読む文章:
---

このページは、2019年3月に保存されたアーカイブです。最新の内容ではない場合がありますのでご注意ください |
建設進む新幹線
現在、鋭意建設が進められている九州新幹線。 2003年度中に開業を目指して、西鹿児島‐新八代で工事が行なわれています。
建設の経緯
全国新幹線鉄道整備法で九州新幹線が盛り込まれたのが73年のこと。 2年後の75年には山陽新幹線が博多まで開通します。その後、石油危機などで 建設凍結となりましたが、82年に凍結解除となりました。その後、 新幹線規格の線路に狭軌鉄道を敷いて走らせるミニ新幹線方式が 85年に提案され、在来線との直通運転をも模索し始めます。当時有力だったのは、九州(八代‐西鹿児島)のほか、東北新幹線盛岡‐青森、北陸 (高崎‐長野、高岡‐金沢、糸魚川‐魚津)でした。九州新幹線が 南から、というのは奇異ですがこれは鹿児島県側から”北からくると 東北新幹線のように、いつ建設がストップするか分からない”という危惧、 そしてこの区間は海岸線沿いで路線も悪く(八代‐西鹿児島:当時最高速度95km/h、90年より110km/h) 新線を敷くことで時間短縮効果が高いということがありました。 おそらく田中角栄の腹心で大隅を地盤とする故二階堂進議員が動いたものと推測されます。
しかし、その3つを同時進行で建設するととてつもない予算が必要です。 そこで予算の配分をめぐって優先順位がつけられました。 ところが、昭和63年に建設順位の素案を作ってみたところ、九州新幹線は 上記5区間のうち4位、実質は5位に近いものでした(最上位は現在の 長野行き新幹線区間)。しかし、自民党で鹿児島4区選出の 小里貞利議員が、整備新幹線の取り扱いをめぐる文書の 中での一文、”難工事部分は早期に着工”の文言に注目。 実質的に北陸新幹線との同時着工を果たし、89年8月8日、 鹿児島県薩摩郡東郷町において、第三紫尾山トンネル(全長約10キロ)の 安全祈願祭が行なわれ、工事が始まりました。 そして、九州新幹線は平成2(1990)年12月24日政府・与党申し合わせに 基づき八代‐西鹿児島について91年度に着工すべく合意がなされました。 このときは、博多から在来線区間を走らせ、八代から新路線を 200km/hで走らせるスーパー特急方式が採用されています。
なお、当然、並行在来線のJRからの経営分離もセットとなっていましたが、 JR九州では北九州地区の一部を除き、全体的に運営が苦しいことから 全路線ではなく、一部区間のみの分離にとどめることに決定し、 八代以南で3分の2以上の赤字をだしていた(普通列車のみの輸送密度1247人:2000年度) 八代‐川内のみを経営分離することで 対応しました。
その後、98年に船小屋‐新八代においてもスーパー特急方式で 優先着工が決定されています。このとき、八代から新八代に起点が 変更されており、スーパー特急と在来線のアプローチ線が作られることに なりました。

---

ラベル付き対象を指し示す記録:
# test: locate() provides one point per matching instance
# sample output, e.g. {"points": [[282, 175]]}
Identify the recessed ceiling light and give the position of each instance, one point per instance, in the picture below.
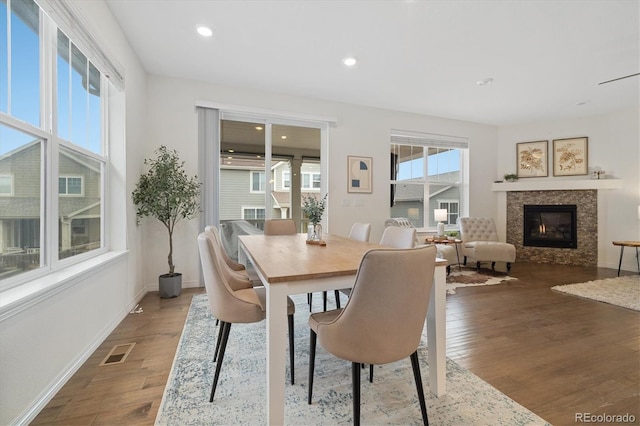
{"points": [[484, 82], [204, 31], [350, 61]]}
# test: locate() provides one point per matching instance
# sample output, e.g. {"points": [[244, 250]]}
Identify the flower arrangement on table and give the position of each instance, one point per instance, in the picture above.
{"points": [[313, 208]]}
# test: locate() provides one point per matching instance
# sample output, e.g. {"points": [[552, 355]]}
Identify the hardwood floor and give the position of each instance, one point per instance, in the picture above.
{"points": [[555, 354]]}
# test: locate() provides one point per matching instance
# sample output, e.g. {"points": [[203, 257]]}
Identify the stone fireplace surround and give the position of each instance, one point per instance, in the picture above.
{"points": [[584, 193], [586, 202]]}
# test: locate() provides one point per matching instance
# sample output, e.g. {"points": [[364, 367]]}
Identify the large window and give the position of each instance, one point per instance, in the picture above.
{"points": [[427, 173], [51, 170]]}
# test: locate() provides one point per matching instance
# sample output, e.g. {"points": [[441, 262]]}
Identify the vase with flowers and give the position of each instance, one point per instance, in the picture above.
{"points": [[313, 208]]}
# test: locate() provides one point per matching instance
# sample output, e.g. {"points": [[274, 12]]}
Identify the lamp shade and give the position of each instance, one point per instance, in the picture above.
{"points": [[440, 215]]}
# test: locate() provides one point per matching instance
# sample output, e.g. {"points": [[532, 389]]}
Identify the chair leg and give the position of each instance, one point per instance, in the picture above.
{"points": [[355, 374], [418, 378], [312, 360], [226, 327], [220, 333], [291, 354]]}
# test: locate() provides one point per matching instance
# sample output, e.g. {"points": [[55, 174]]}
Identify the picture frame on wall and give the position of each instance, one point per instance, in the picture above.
{"points": [[532, 159], [359, 174], [570, 157]]}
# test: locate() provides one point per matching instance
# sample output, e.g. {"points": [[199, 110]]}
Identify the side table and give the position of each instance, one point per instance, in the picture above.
{"points": [[624, 244], [446, 241]]}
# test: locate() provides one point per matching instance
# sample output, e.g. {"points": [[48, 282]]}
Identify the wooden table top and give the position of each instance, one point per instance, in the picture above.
{"points": [[283, 258], [627, 243]]}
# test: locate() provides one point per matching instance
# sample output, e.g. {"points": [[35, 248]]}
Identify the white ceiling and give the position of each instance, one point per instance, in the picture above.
{"points": [[546, 57]]}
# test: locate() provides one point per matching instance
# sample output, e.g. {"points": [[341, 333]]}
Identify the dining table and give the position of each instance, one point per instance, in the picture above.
{"points": [[287, 265]]}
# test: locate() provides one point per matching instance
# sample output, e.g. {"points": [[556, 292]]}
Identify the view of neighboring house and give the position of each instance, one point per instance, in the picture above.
{"points": [[79, 202], [243, 186]]}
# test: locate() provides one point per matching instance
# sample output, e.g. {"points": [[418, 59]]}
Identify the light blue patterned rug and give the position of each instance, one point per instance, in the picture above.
{"points": [[240, 396]]}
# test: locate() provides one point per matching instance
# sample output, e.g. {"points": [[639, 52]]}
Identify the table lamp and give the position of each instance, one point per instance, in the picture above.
{"points": [[441, 216]]}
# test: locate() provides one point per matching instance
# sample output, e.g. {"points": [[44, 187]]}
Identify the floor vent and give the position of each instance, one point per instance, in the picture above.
{"points": [[118, 354]]}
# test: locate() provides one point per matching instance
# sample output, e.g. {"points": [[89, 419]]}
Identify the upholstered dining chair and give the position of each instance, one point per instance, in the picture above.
{"points": [[237, 270], [359, 232], [383, 319], [229, 305], [398, 237], [280, 227]]}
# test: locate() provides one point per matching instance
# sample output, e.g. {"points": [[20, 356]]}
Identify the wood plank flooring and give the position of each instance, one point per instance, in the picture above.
{"points": [[555, 354]]}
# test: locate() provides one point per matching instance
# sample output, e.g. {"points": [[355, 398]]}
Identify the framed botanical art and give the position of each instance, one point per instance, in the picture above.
{"points": [[359, 174], [570, 157], [532, 158]]}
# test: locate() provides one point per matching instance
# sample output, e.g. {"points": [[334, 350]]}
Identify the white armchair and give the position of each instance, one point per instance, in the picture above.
{"points": [[480, 242]]}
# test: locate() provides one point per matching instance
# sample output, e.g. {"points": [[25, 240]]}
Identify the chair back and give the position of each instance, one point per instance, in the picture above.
{"points": [[226, 304], [397, 237], [225, 256], [384, 317], [477, 229], [360, 232], [280, 227]]}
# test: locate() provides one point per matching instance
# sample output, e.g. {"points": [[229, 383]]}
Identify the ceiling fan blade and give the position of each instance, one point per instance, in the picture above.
{"points": [[619, 78]]}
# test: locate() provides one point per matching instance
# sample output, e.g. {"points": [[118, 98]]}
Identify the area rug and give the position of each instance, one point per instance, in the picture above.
{"points": [[620, 291], [240, 396], [471, 277]]}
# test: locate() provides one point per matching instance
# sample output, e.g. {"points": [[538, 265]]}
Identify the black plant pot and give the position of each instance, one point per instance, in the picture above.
{"points": [[170, 285]]}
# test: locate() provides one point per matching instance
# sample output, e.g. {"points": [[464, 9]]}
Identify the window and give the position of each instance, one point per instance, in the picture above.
{"points": [[70, 185], [258, 181], [253, 213], [427, 173], [71, 226], [311, 181], [6, 185]]}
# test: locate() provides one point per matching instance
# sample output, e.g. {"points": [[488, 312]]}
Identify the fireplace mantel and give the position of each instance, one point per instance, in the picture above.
{"points": [[556, 185]]}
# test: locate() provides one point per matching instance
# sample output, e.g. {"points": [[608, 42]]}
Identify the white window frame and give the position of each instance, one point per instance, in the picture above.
{"points": [[262, 183], [51, 144], [11, 186], [66, 193]]}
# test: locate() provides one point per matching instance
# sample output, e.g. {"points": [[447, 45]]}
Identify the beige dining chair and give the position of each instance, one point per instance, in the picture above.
{"points": [[229, 305], [235, 269], [398, 237], [383, 319], [359, 232], [280, 227]]}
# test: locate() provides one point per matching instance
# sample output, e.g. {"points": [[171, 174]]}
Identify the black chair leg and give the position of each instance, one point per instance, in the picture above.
{"points": [[215, 353], [312, 360], [355, 374], [291, 354], [226, 327], [418, 378]]}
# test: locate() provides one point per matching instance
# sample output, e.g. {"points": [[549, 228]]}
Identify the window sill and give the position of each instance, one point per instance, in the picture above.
{"points": [[19, 298]]}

---

課題の説明:
九州新幹線の文章について、次の問いに答えてください。
(a) 2003年度中の開業を目指して工事が行なわれている区間はどこですか。
(b) 第三紫尾山トンネルの安全祈願祭が行なわれたのはいつですか。
(c) JR九州が経営分離した在来線の区間はどこですか。
これらの記録は、文章とは別のところから取ったものです。

解答結果:
(a) 西鹿児島‐新八代
(b) 89年8月8日
(c) 八代‐川内